Garces Center

Concrete is poured for the foundation and walls of the coming Garces Center parish hall at St. John the Baptist Catholic Church in Laughlin. The center is named after Fr. Francisco Garces, the first Catholic missionary to enter present-day Nevada in 1776.

 

LAUGHLIN — There is a new parish hall coming to St. John the Baptist Catholic Church in Laughlin.

Construction has begun on a 6,500-square-foot center being built just west of the church. The project has been underway for over a month with a massive hole dug out for its foundation. As of Sunday afternoon, rebar for inner walls could be seen sticking up out of the ground at the site. 

According to Fr. Charlie Urnick from St. John, the parish hall will be named the Garces Center in honor of Fr. Francisco Garces, a Spanish Franciscan priest who was the first missionary to enter Nevada after crossing the Colorado River. Garces was an explorer who, while seeking a route between the missions of Sonora and California, was the first European to enter what is now Nevada on March 3, 1776. He kept a diary of his travels and wrote about what is now Laughlin, which according to Urnick is the official birthplace of the Catholic Church in the Silver State. Garces wrote that it would be a great place for a church and suggested the name St. Peter for it. Urnick  joked that he made a mistake and that St. John is what he really meant.

# The data

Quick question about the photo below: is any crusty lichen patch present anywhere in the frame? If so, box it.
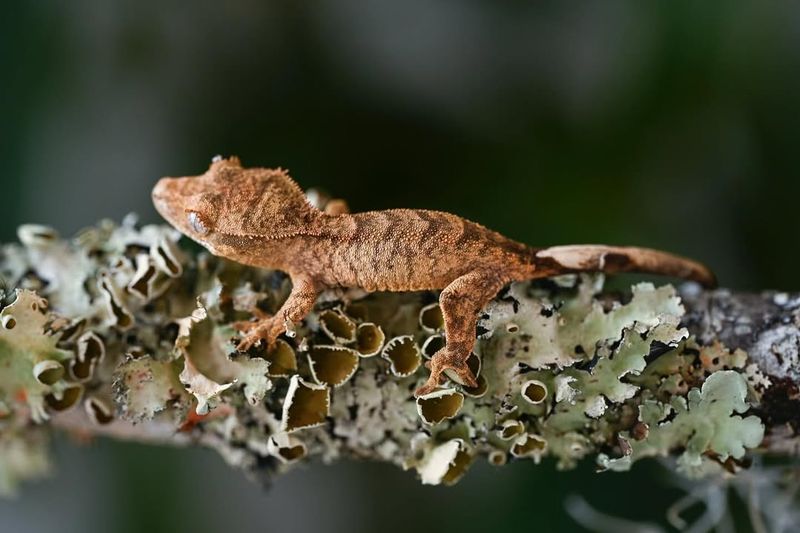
[0,220,766,487]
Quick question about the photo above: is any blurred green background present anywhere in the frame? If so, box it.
[0,0,800,533]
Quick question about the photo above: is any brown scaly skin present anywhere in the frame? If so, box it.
[153,158,715,395]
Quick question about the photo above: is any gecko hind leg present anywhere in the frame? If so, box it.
[415,271,505,396]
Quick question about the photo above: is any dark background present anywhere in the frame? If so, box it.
[0,0,800,533]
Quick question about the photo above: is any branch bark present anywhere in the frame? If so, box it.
[0,221,800,489]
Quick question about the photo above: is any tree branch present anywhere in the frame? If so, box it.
[0,220,800,490]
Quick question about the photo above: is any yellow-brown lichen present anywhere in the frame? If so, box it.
[0,221,761,490]
[308,344,359,387]
[281,376,330,433]
[264,339,297,378]
[520,379,547,405]
[356,322,386,357]
[417,389,464,425]
[381,335,422,377]
[319,309,356,344]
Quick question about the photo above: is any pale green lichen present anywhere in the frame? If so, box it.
[599,370,764,474]
[0,220,763,490]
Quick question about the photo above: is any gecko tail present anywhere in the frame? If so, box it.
[531,244,717,288]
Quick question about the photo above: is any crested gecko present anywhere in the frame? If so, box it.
[152,157,715,396]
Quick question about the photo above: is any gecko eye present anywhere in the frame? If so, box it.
[187,211,209,235]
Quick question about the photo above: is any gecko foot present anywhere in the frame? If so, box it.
[233,317,284,352]
[414,346,478,396]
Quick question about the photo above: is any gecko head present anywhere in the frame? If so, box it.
[152,157,319,258]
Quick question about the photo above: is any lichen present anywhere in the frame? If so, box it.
[0,219,768,487]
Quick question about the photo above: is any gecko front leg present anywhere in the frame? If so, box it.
[415,271,506,396]
[236,276,319,352]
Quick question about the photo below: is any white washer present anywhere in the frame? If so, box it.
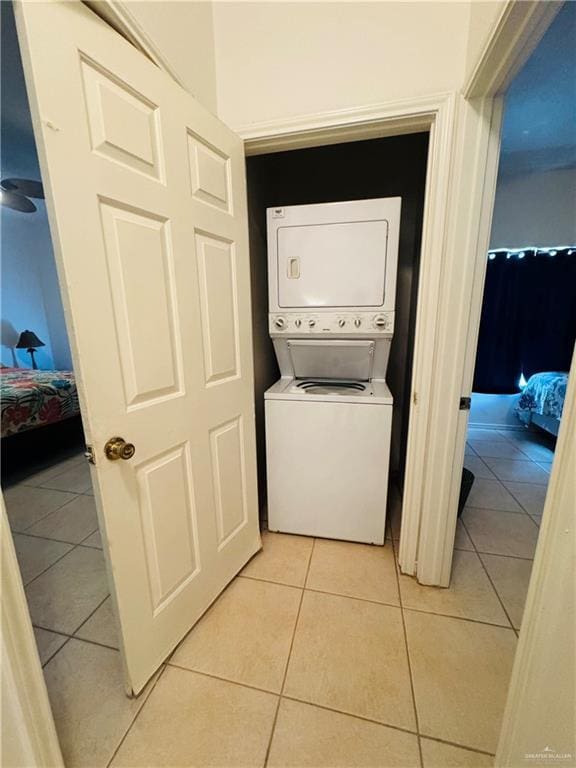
[265,198,401,544]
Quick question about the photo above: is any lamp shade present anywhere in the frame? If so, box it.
[16,331,46,349]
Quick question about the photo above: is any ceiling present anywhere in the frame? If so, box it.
[501,0,576,174]
[0,0,576,178]
[0,0,40,179]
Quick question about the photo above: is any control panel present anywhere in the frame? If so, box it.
[268,312,394,336]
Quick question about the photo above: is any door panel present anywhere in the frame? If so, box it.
[17,0,260,692]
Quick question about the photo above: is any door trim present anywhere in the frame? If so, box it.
[0,496,64,768]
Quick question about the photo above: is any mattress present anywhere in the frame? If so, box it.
[0,368,80,437]
[515,372,568,424]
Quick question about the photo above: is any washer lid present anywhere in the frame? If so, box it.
[287,339,374,381]
[296,379,367,395]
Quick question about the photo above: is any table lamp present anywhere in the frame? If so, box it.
[16,331,46,371]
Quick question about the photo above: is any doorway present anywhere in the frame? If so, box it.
[247,132,429,536]
[461,3,576,630]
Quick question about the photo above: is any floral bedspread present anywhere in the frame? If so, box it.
[515,372,568,424]
[0,368,80,437]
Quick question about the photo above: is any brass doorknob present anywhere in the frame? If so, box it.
[104,437,136,461]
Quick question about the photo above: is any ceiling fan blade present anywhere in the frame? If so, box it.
[0,189,36,213]
[0,179,44,200]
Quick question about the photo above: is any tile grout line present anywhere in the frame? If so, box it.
[392,539,424,768]
[12,520,102,551]
[165,648,494,757]
[32,594,115,667]
[237,572,516,629]
[4,486,83,535]
[503,480,548,529]
[18,529,102,600]
[462,521,518,637]
[106,663,167,768]
[263,538,316,768]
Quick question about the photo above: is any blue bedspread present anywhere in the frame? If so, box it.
[515,372,568,424]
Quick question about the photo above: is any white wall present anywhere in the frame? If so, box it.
[466,0,506,80]
[125,0,216,114]
[490,168,576,248]
[214,2,470,128]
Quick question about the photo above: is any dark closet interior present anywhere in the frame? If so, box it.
[246,133,429,512]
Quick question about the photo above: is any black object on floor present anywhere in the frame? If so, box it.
[458,467,474,517]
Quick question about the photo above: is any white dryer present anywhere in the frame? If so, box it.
[265,198,401,544]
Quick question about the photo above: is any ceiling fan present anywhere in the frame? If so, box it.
[0,179,44,213]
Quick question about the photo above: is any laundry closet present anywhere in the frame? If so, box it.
[247,133,429,528]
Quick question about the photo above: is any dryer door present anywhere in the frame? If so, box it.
[277,219,388,309]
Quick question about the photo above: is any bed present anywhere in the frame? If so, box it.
[515,372,568,435]
[0,368,80,437]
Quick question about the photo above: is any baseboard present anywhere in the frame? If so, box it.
[468,421,526,432]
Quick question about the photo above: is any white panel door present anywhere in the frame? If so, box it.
[17,2,260,692]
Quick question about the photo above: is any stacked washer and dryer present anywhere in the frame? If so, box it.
[264,197,401,544]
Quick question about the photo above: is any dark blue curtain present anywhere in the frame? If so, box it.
[474,247,576,394]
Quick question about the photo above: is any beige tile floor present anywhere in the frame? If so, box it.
[6,430,552,768]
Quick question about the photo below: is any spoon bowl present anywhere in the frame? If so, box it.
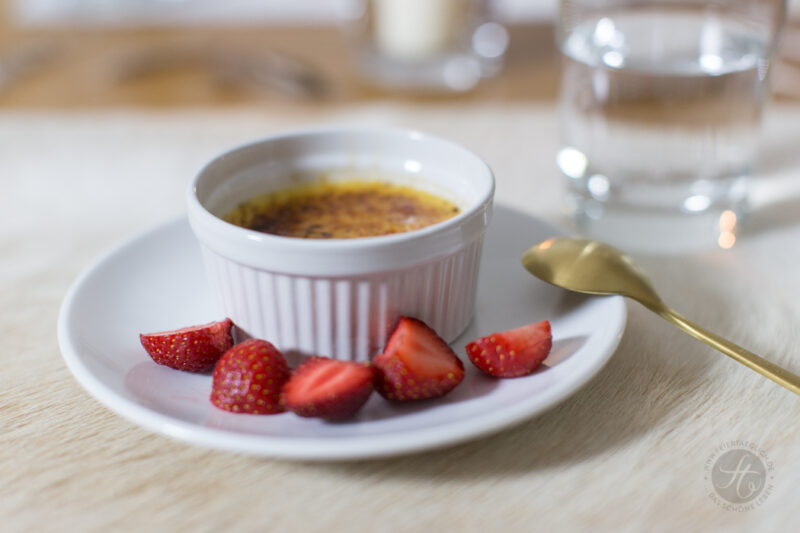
[522,237,800,394]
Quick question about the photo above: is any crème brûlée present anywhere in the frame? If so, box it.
[223,180,461,239]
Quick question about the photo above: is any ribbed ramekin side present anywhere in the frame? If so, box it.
[203,237,483,361]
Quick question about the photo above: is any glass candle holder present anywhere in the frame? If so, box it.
[345,0,508,92]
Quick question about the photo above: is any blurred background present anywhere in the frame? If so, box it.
[0,0,800,107]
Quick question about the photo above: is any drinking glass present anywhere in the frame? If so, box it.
[556,0,786,252]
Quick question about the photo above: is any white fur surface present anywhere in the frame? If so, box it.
[0,104,800,532]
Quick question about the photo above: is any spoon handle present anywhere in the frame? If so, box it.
[654,307,800,394]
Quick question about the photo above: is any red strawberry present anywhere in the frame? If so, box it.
[281,357,374,420]
[467,320,553,378]
[139,318,233,372]
[372,317,464,401]
[211,339,289,415]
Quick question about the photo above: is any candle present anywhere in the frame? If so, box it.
[373,0,467,60]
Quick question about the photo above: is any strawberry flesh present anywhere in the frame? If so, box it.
[211,339,289,415]
[139,318,233,372]
[373,317,464,401]
[466,320,553,378]
[281,357,374,420]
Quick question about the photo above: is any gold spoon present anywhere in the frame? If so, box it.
[522,237,800,394]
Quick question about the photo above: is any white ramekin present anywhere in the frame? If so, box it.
[188,128,494,361]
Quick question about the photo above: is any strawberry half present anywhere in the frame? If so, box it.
[211,339,289,415]
[139,318,233,372]
[281,357,374,420]
[372,317,464,401]
[467,320,553,378]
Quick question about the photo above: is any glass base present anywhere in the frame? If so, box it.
[360,51,484,92]
[568,194,747,255]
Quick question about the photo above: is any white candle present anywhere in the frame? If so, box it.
[373,0,462,59]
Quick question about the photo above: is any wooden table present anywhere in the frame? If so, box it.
[0,12,800,532]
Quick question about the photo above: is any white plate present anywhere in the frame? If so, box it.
[58,206,625,460]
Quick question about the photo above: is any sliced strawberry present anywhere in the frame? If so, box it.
[211,339,289,415]
[467,320,553,378]
[373,317,464,401]
[281,357,375,420]
[139,318,233,372]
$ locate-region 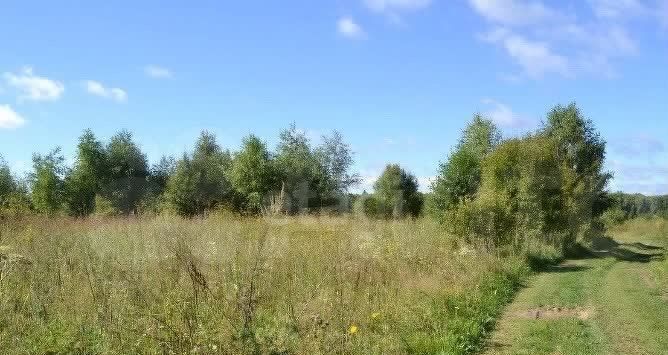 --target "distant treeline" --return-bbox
[0,104,620,253]
[605,192,668,223]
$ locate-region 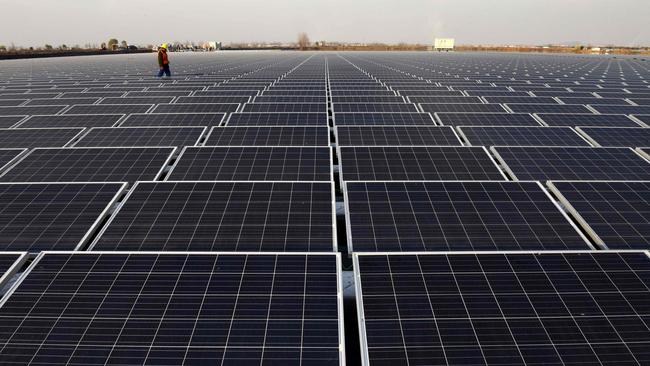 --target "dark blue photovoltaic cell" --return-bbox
[0,183,124,252]
[493,146,650,181]
[345,182,589,252]
[552,181,650,250]
[355,252,650,366]
[458,126,591,146]
[93,182,335,252]
[0,253,343,366]
[578,127,650,147]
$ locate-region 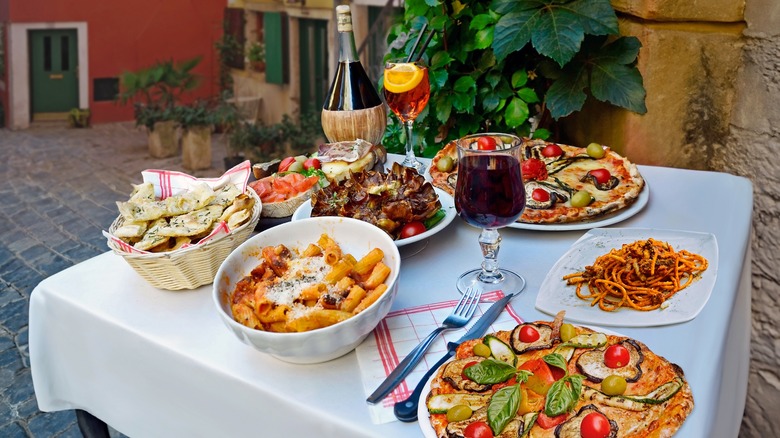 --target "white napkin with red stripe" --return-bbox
[356,291,523,424]
[103,160,252,254]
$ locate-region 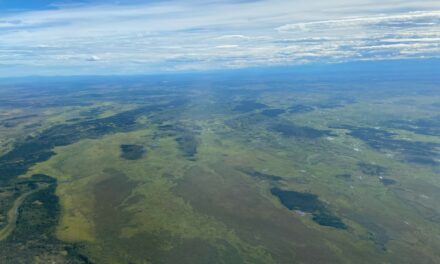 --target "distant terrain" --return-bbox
[0,61,440,264]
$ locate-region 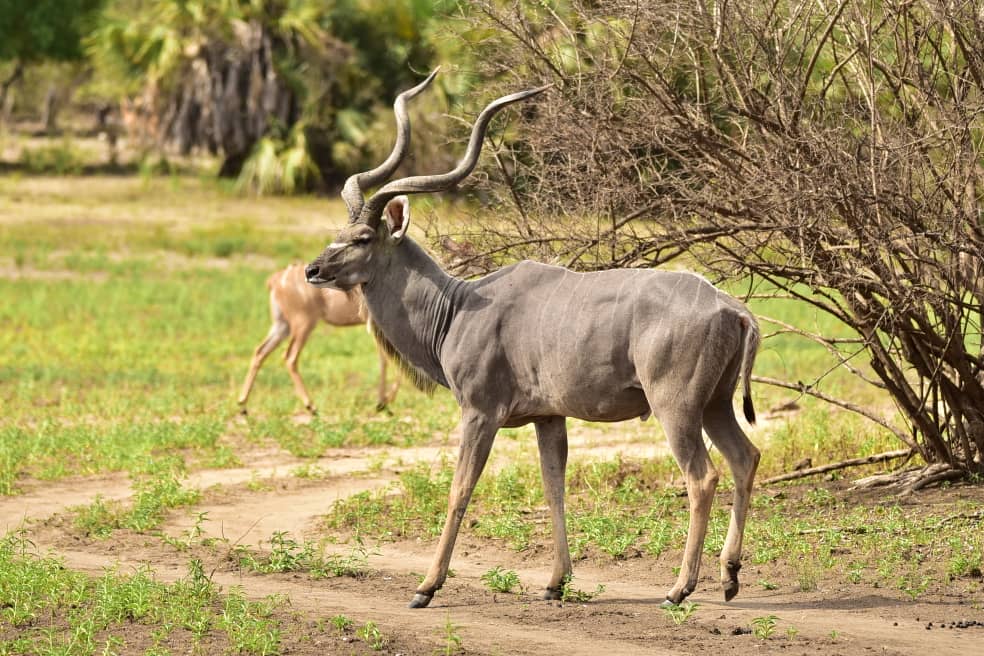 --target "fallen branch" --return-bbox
[851,462,966,494]
[759,449,914,485]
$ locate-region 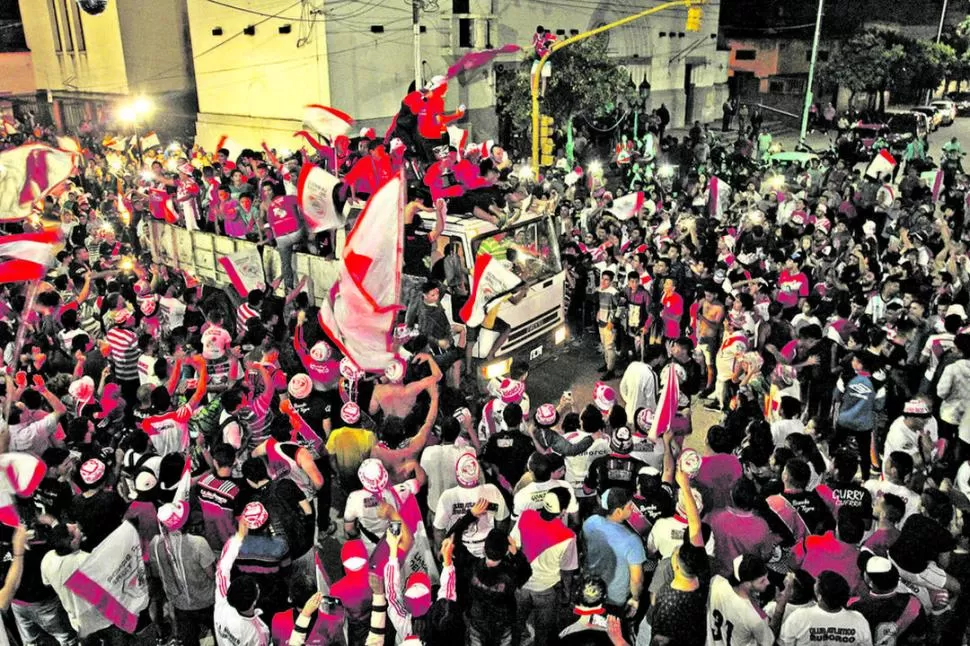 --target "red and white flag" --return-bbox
[448,124,468,155]
[141,131,162,150]
[649,363,680,441]
[447,43,522,78]
[0,229,61,283]
[0,143,80,220]
[303,104,354,141]
[608,191,644,221]
[219,246,266,298]
[319,173,405,372]
[920,169,943,202]
[866,149,896,180]
[296,164,344,233]
[458,253,522,327]
[148,188,178,224]
[707,176,731,220]
[64,523,148,637]
[0,453,47,527]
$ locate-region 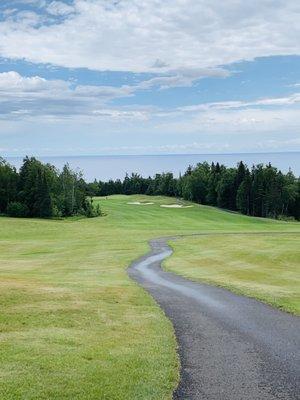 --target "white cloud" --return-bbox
[47,1,74,15]
[0,71,300,128]
[177,93,300,112]
[0,0,300,72]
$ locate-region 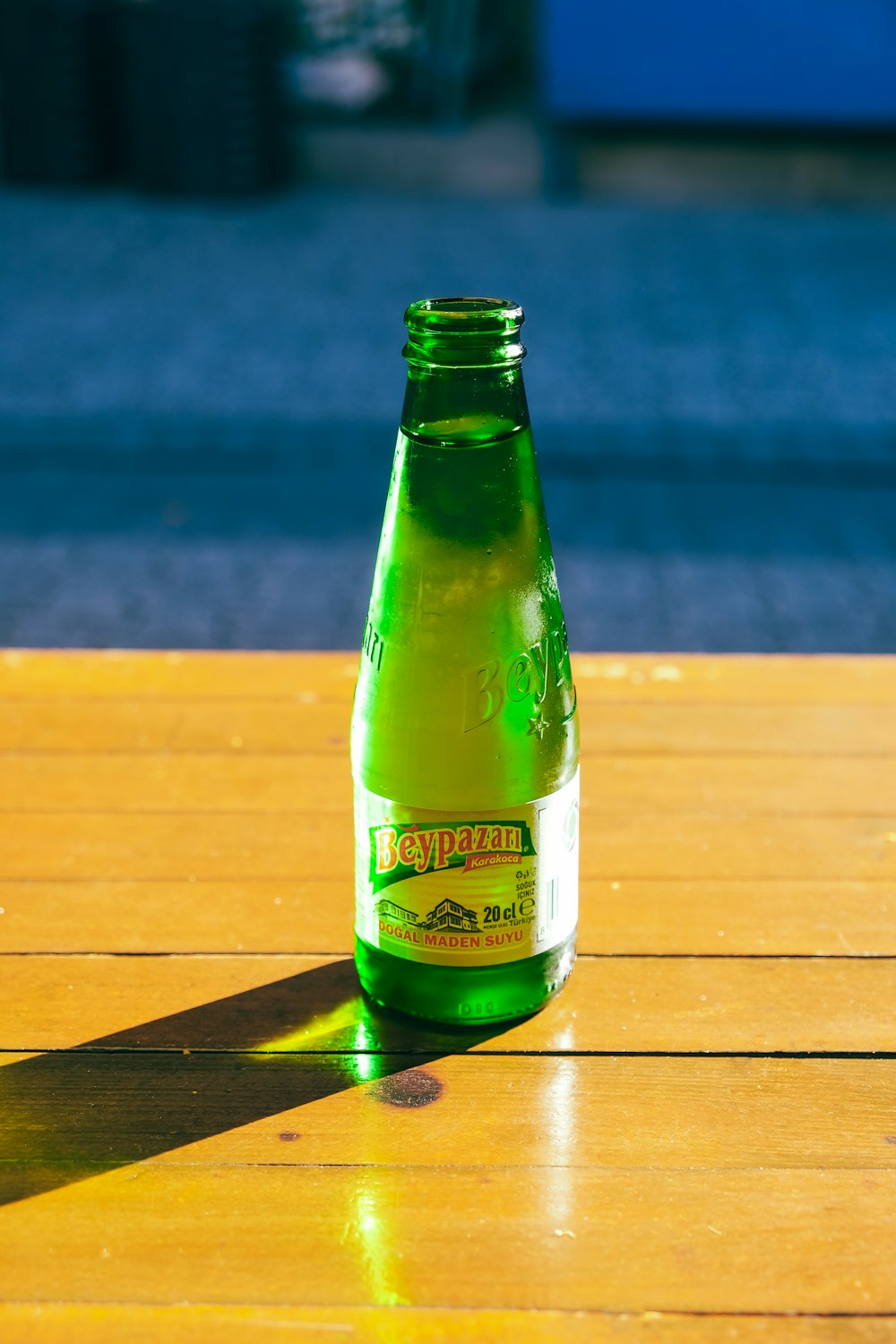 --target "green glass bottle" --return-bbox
[352,298,579,1024]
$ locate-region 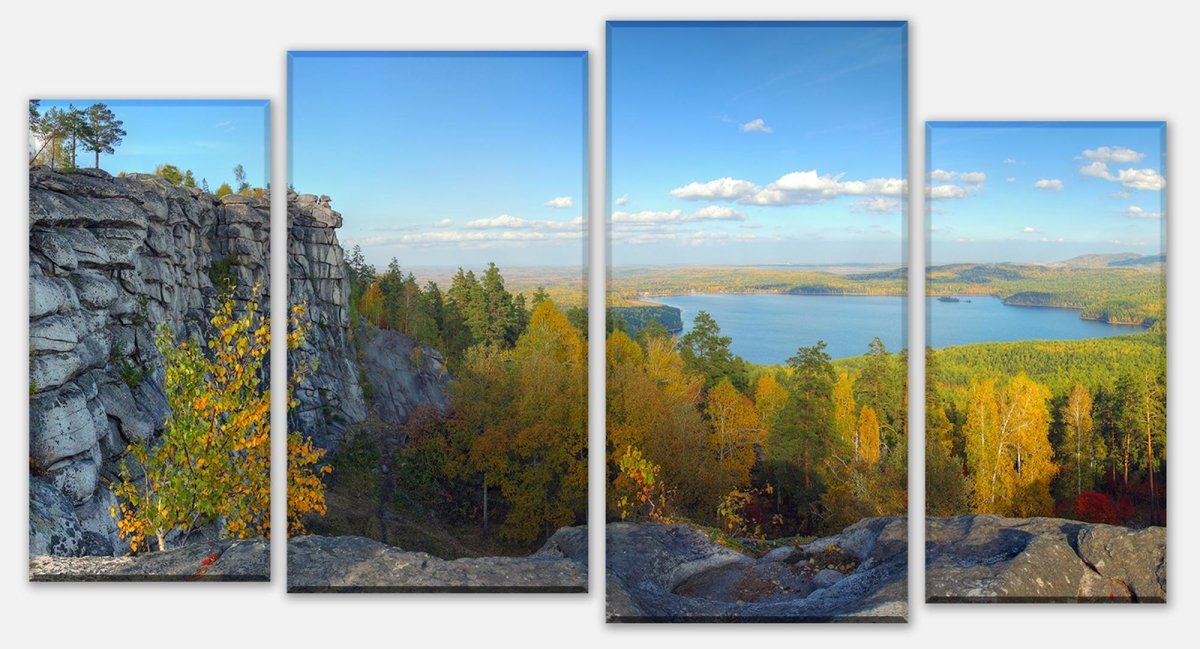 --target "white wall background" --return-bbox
[0,0,1200,648]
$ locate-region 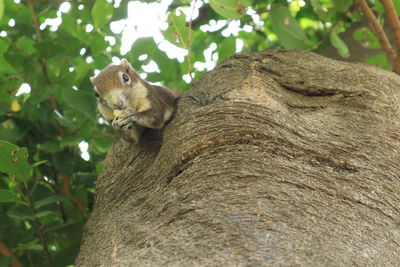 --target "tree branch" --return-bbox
[355,0,400,74]
[27,0,65,138]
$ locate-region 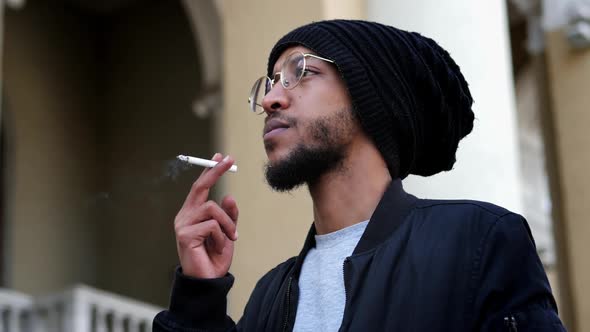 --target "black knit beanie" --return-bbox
[267,20,474,179]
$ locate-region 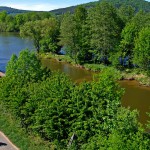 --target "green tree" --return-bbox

# Task requirements
1/ In the article on the Garces Center, condense the paragraph beginning "According to Fr. Charlie Urnick" into a short bulleted list that keeps its main facts.
2/ Resume the article on the Garces Center parish hall, starting right after its last sentence.

# Activity answers
1/
- Fr. Charlie Urnick of St. John says the parish hall will be named the Garces Center, honoring Fr. Francisco Garces.
- Garces was a Spanish Franciscan priest and explorer, the first missionary to enter Nevada after crossing the Colorado River.
- While seeking a route between the missions of Sonora and California, he became the first European to enter what is now Nevada, on March 3, 1776.
- His travel diary describes what is now Laughlin, which Urnick calls the official birthplace of the Catholic Church in Nevada.
- Garces wrote that it would be a great place for a church and suggested naming it St. Peter; Urnick joked that St. John was what was really meant.

2/
Garces travelled into California and found his way to what is now Bakersfield where he started a church there. Garces continued his travels until July 19, 1781, when he was killed in a Quechan revolt against the Spanish at Yuma Crossing. On his original travels to find the route, Garces was lead by members of the Mojave Indian Tribe first from village to village and then onto the Pacific Ocean. Garces became enamored with the tribe and spent much time with them, learning their culture and living among them.

St. John Catholic parish in Laughlin was founded in 1992, but the St. John the Baptist Catholic Church wasn’t built until 2003, which had in its original design a second building for a parish hall. That was not built at the time. Last year, the bishop gave the go ahead for the second structure to be built. Construction was slated to start last December but was stalled for a month and in January the new hall began construction. As with most things across the nation, work was brought to a halt by the COVID-19 pandemic, which caused a brief hiatus until construction was OK’d as “essential.”

The end product is to be a rectangular building that will be larger than the actual church. Urnick said there will be a meeting hall, a conference room, a new industrial-sized kitchen and a massive storage room for all the things that now take up space at the church itself.

The new hall will be the site of Bible studies, meetings, dinners, shows and lectures, and have room for the Troop Outreach Program the church engages in each year where they gather and fill boxes for troops deployed overseas and at various bases in Nevada and elsewhere. The new hall will allow for an expansion of that program, which previously filled its space from floor to ceiling, giving adequate space for more than the thousand boxes filled and shipped last year. 

Construction of the new hall is not expected to be completed until late fall or early winter, but “By Christmas for sure,” Urnick said.